----- Supplied passage

There are reasons why the whole scientific community would be completely overwhelmed by aspects of the Gulf oil Spill, since the disaster affects everything related to science and since science is being challenged in global and unprecedented ways.
Even if the scientists are not directly involved in response to the spill, they could be indirectly affected by competition for personnel, resources and money. Most scientists work in the government or at universities. Universities and the government are dependent on an increasingly tight budgets for research, investigation and physical resources.
The competition for scarce money grants, alone, will create drama for some time to come. Even scientists who work for commercial firms will be affected as new technologies, ramped up production schedules or the hunt for new spill related products and processes are demanded to remediate the consequences of the worst man made oil spill in history.
Medical scientists will be dealing with the health effects of exposure to the oil, the gases and the dispersant, all of which have some form of toxicity or challenge to humans, animals and microbes. This means that physicians, forensic medical professional, veterinarians, all specialties of clinicians and mental health professionals will be handling, treating, studying and dealing with the effects of the spill for a time.
The engineers will be on edge for the rest of their careers and for as long as deep water oil extraction continues. Of course, drilling engineers will be concerned about capping the current spill and cleaning up the spilled oil. But the engineers who design, work on and study the equipment, the environment and the forces involved at such atmospheric depth will find their work to be under government and public scrutiny for decades.

----------
----- Provided records

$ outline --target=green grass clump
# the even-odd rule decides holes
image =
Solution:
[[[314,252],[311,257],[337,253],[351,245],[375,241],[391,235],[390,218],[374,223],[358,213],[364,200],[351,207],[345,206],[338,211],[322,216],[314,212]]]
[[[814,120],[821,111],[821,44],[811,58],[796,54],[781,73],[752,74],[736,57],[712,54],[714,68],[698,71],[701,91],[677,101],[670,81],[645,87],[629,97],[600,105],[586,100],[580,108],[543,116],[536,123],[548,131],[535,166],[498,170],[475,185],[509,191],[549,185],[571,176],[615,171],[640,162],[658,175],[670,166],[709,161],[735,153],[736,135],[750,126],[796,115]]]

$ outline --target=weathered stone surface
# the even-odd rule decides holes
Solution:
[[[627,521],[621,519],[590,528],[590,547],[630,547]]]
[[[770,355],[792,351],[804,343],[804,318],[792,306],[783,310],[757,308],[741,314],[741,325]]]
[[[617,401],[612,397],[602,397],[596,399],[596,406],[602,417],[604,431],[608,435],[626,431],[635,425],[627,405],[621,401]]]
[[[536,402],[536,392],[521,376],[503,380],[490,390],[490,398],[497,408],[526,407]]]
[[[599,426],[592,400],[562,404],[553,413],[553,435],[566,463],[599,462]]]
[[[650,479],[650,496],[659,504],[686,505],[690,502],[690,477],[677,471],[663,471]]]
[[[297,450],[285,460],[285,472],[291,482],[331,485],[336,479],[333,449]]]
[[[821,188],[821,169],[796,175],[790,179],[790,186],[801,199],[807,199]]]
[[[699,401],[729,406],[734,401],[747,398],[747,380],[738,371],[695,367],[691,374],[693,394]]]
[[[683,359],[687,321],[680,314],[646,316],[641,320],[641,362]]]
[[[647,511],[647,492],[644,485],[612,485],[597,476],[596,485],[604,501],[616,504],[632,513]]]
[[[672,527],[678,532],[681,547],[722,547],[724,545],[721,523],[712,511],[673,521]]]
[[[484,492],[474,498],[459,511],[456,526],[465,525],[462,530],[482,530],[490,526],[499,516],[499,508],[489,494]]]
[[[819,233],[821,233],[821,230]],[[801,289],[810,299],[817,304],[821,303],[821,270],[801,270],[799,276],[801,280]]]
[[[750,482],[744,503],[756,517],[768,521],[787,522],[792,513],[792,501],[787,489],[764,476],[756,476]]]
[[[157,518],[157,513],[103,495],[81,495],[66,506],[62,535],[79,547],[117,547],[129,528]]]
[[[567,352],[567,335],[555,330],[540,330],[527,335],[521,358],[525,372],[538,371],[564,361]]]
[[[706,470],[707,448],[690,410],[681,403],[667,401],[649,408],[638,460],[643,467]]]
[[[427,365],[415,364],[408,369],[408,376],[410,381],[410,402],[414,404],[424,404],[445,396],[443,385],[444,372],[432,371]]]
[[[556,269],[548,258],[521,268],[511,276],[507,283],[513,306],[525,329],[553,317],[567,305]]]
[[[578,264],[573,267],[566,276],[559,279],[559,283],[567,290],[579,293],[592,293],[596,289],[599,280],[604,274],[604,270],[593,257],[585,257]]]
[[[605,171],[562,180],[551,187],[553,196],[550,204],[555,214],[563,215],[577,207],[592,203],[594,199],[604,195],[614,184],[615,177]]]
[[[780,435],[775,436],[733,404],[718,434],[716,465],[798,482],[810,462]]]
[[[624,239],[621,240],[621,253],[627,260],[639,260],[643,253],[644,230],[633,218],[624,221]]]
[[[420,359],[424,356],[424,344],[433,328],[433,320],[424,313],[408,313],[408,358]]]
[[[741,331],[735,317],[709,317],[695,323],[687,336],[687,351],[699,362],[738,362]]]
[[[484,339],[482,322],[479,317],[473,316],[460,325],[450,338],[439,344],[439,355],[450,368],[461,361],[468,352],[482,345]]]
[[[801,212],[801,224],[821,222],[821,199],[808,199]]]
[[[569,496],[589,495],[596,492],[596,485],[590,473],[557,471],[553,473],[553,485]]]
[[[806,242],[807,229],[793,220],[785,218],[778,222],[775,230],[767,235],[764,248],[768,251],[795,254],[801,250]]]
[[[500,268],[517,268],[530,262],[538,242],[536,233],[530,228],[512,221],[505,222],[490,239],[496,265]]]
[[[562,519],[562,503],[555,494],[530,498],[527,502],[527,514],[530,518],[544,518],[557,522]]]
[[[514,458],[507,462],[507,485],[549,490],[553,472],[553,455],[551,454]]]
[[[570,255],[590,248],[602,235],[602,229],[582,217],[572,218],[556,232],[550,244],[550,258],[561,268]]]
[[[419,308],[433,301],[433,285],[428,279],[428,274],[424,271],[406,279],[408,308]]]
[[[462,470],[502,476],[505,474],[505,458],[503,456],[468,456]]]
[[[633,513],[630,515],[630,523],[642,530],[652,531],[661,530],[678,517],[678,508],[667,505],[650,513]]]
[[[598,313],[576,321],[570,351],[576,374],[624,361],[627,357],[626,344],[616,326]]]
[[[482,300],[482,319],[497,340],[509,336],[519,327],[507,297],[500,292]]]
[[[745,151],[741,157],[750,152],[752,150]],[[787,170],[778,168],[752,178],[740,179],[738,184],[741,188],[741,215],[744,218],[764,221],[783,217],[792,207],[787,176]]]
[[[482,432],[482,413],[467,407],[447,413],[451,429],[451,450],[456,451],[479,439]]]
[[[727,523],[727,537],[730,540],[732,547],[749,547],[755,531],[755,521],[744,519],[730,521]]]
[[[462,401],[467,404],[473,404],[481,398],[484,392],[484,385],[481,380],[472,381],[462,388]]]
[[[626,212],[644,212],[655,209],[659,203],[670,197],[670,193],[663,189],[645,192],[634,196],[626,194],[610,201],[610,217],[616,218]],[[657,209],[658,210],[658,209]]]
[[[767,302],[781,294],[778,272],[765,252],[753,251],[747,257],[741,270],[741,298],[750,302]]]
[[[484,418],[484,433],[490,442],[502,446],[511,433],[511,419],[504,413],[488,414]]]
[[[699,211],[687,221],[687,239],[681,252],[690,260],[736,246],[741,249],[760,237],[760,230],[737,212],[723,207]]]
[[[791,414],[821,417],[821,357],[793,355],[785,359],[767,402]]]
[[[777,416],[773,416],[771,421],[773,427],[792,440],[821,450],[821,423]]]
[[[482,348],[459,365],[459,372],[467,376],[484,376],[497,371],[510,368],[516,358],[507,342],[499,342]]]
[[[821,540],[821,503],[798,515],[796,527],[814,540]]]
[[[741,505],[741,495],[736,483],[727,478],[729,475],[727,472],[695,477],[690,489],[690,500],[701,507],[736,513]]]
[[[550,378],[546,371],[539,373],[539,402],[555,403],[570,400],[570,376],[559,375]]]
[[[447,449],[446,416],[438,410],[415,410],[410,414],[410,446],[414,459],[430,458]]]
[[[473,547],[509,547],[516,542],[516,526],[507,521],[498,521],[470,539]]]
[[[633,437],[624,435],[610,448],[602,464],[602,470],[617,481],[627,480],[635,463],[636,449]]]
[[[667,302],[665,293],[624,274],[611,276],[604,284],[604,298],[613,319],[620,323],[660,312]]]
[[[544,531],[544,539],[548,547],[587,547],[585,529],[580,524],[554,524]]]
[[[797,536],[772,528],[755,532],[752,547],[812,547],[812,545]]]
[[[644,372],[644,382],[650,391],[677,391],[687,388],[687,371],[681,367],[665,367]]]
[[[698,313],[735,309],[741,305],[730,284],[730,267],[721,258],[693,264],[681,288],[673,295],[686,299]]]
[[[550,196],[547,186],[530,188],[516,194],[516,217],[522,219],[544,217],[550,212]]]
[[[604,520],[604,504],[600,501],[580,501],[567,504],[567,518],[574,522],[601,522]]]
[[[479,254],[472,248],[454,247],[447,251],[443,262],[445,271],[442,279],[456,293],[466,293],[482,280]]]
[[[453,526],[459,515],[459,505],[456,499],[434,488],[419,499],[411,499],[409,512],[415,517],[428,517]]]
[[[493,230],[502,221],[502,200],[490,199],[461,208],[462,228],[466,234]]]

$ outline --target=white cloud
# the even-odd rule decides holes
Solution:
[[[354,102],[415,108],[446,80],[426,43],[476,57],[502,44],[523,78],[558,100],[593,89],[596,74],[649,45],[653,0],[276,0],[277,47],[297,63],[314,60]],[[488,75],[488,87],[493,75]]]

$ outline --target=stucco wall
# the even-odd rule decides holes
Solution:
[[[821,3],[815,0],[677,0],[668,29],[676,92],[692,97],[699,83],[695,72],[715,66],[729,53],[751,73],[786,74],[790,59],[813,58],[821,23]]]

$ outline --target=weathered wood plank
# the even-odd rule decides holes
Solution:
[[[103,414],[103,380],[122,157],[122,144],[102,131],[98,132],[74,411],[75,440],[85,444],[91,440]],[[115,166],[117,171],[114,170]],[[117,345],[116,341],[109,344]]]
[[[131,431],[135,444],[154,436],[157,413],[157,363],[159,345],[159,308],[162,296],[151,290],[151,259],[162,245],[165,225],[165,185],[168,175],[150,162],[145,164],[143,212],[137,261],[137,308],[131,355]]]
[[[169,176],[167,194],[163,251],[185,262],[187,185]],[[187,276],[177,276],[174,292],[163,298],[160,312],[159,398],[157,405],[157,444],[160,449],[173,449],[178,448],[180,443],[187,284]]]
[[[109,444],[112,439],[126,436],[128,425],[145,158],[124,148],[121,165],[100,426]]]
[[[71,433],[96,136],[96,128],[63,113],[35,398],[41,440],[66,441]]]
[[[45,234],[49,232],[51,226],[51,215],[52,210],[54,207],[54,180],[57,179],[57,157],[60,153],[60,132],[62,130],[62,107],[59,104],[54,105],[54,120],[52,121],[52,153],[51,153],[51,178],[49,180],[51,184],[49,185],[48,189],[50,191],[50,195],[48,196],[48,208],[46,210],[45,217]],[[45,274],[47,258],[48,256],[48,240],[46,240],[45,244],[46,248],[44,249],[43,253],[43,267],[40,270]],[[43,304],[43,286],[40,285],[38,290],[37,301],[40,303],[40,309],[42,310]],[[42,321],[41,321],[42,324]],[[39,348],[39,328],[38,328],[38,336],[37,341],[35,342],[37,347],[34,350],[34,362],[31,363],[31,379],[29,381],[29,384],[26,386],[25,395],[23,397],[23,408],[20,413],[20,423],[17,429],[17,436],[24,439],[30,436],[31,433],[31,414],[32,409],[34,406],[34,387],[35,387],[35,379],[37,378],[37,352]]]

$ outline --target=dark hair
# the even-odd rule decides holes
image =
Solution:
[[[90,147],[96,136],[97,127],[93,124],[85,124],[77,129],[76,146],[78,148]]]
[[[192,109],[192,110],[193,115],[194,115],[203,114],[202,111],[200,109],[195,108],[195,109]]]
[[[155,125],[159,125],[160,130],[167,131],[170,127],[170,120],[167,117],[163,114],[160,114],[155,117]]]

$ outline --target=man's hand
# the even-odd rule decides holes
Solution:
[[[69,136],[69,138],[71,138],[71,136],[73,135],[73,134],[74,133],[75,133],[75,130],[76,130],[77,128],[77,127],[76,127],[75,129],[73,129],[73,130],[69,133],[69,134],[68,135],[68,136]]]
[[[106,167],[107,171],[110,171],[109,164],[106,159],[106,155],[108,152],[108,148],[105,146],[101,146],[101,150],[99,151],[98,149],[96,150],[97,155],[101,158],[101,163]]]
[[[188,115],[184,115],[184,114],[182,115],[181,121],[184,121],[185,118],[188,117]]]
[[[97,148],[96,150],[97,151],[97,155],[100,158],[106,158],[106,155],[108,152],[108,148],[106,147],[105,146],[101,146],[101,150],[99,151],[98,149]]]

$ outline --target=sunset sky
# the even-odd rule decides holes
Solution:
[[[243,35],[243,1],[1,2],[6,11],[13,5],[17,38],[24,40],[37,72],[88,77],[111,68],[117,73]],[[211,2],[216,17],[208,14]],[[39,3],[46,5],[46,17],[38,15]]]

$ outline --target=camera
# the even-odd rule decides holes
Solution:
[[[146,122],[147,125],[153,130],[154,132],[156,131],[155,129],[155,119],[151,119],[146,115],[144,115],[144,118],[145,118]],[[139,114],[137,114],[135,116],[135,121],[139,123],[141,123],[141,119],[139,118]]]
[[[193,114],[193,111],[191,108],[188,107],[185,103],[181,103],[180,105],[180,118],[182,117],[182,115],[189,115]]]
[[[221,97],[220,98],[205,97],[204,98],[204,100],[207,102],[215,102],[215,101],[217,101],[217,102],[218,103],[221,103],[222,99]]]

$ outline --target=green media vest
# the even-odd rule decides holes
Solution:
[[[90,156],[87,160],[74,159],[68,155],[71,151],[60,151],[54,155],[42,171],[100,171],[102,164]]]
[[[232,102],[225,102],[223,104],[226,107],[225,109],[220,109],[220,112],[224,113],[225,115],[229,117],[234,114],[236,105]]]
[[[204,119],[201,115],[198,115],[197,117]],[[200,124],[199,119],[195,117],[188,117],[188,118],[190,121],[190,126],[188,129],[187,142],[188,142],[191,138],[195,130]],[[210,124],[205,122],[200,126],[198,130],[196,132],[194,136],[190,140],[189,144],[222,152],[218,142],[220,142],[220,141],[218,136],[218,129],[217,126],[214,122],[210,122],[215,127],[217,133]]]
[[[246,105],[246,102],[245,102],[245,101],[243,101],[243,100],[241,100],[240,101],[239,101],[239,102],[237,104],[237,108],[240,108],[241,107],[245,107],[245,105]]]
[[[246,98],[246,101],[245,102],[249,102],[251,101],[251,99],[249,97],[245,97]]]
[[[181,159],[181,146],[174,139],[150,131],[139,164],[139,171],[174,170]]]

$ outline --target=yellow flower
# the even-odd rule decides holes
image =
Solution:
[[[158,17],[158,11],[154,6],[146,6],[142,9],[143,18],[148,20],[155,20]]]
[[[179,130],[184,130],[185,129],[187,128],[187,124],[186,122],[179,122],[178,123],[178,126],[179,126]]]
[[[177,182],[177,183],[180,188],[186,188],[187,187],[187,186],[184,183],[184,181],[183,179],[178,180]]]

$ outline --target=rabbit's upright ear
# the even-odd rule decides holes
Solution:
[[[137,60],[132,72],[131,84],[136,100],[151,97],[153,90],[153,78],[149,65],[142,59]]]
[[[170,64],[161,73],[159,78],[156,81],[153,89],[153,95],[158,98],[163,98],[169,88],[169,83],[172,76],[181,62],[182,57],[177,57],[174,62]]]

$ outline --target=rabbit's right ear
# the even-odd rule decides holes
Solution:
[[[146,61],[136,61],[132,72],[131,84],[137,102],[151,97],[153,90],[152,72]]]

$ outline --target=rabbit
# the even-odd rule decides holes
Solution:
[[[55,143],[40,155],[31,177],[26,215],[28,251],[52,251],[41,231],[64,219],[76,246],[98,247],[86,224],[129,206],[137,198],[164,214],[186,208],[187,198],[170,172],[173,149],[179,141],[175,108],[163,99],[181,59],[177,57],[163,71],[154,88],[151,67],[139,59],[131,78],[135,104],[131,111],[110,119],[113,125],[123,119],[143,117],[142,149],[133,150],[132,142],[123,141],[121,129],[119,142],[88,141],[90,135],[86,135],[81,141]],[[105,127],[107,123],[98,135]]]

----------

■ Your tasks
1. In the Gulf oil spill text, condense the paragraph beginning "Medical scientists will be dealing" into a bulleted list that keeps its main facts.
2. According to the Gulf oil spill text, where do most scientists work?
3. Pick up the Gulf oil spill text after its final sentence and continue it.

■ Your written answers
1.
- Medical scientists will deal with the health effects of exposure to the oil, the gases and the dispersant.
- All three carry some form of toxicity or challenge to humans, animals and microbes.
- Physicians, forensic medical professionals, veterinarians, clinicians of all specialties and mental health professionals will handle, treat, study and deal with the spill's effects for a time.

2. Most scientists work in the government or at universities.

3.
Also, engineers who work in alternative energy sources have to take this opportunity to get funding and to get to work on making those alternative energy sources a reality.
Biological scientists will have the first opportunity, ever, to observe, test, and to study the worst fossil fuel related marine and riparian environmental disaster in history. They will have to allocate scarce resources between immediate concerns, existing scientific endeavors and non essential scientific endeavors.
Physical scientists have the full range of extreme natural phenomenon to study. In addition, there are studies of the extremes that man made substances and structures undergo and cause. From the physics of the abyssal marine environment to the effect of messing with massive underground and underwater pools of oil on the faults and fractures of the earth’s crust, to the effects of the warming oil on atmospheric conditions, physical scientists will find it hard to locate a specialty that does not have an application or a job to do in the Gulf.
All scientists are operating within a very humbling environment. Little is known and much is inaccessible in the Gulf of Mexico. The depths involved, the identifying factors about the mass of oil that sits under the broken well, the currents, tides and global and long term atmospheric consequences as well as a host of other needed facts are something that will remain elusive for the lifetimes of most scientists who will be involved in the spill and remediation efforts.
Social scientists immediately have to deal with the short and long term programs, budgets, politics and social consequences of the related health, economic and personal damages that have occurred as results of the BP Oil Spill. They will have to start developing budgets, based on what they know now, that will not be enacted into law for ten years. They must operate in a complex polarization of socio political issues. Many humans in the gulf have had their livelihoods decimated by oil. They must compete with those who gain their wealth and livelihoods from the profits of oil, including politicians and judges who see no conflict in making important legal decisions in favor of the oil corporations while getting the bulk of their campaign money or while investing heavily in oil stocks.
Finally, there will be competing and armed camps who are working against each other. Scientists who already disagree with each other about the best way, theory, principle, observation, model or tool will continue to disagree. Scientists who work for the oil industry will be at odds with scientists who work against the oil industry. Even politically or commercially non aligned scientists will be working under varying motivations and to support various ends or goals that can change as they undergo experience or learn fact in ways that affect their values, ideologies and beliefs.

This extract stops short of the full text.